SOURCE DOCUMENT
-- Opening Marker --
(84a) Characterizing Changes in Powder and Surface Adhesion Using the Enhanced Centrifuge Method

Powder technology plays a significant role across industries including food, pharmaceuticals and defense. Examples of powder processes include milling, blending, spreading, and compaction. The behavior of the powders under these processes is impacted by the adhesion of the individual particles which comprise a powder. Problems such as poor flowability, dust hazards, and equipment wear arise due to uncontrolled particle adhesion and can lead to production chllenges. Computational models have been developed to predict the behavior of highly idealized powders (i.e. powders comprised of simple geometries such as spheres) under various processes but are limited in their ability to model and optimize the manufacturing and handling of powders comprised of many complex particles.
-- Closing Marker --
WHAT TO DO
Copy out the passage on powder adhesion above in full, word for word, title included.

DATASET SECTION
-- Opening Marker --
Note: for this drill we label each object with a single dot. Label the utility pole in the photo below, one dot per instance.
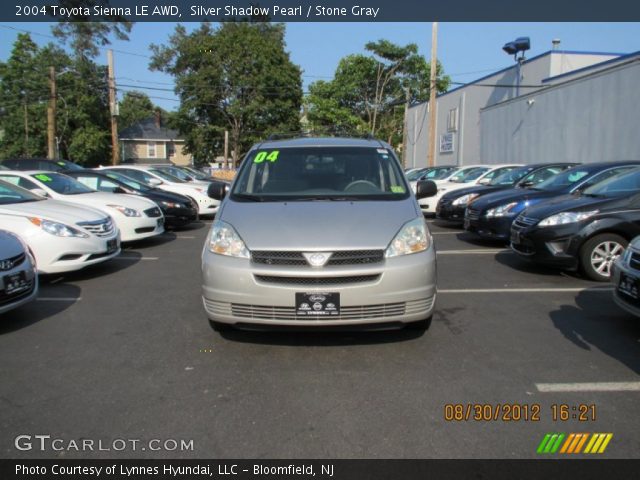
-- Closing Marker --
EXERCISE RESPONSE
(84a) Characterizing Changes in Powder and Surface Adhesion Using the Enhanced Centrifuge Method

Powder technology plays a significant role across industries including food, pharmaceuticals and defense. Examples of powder processes include milling, blending, spreading, and compaction. The behavior of the powders under these processes is impacted by the adhesion of the individual particles which comprise a powder. Problems such as poor flowability, dust hazards, and equipment wear arise due to uncontrolled particle adhesion and can lead to production chllenges. Computational models have been developed to predict the behavior of highly idealized powders (i.e. powders comprised of simple geometries such as spheres) under various processes but are limited in their ability to model and optimize the manufacturing and handling of powders comprised of many complex particles.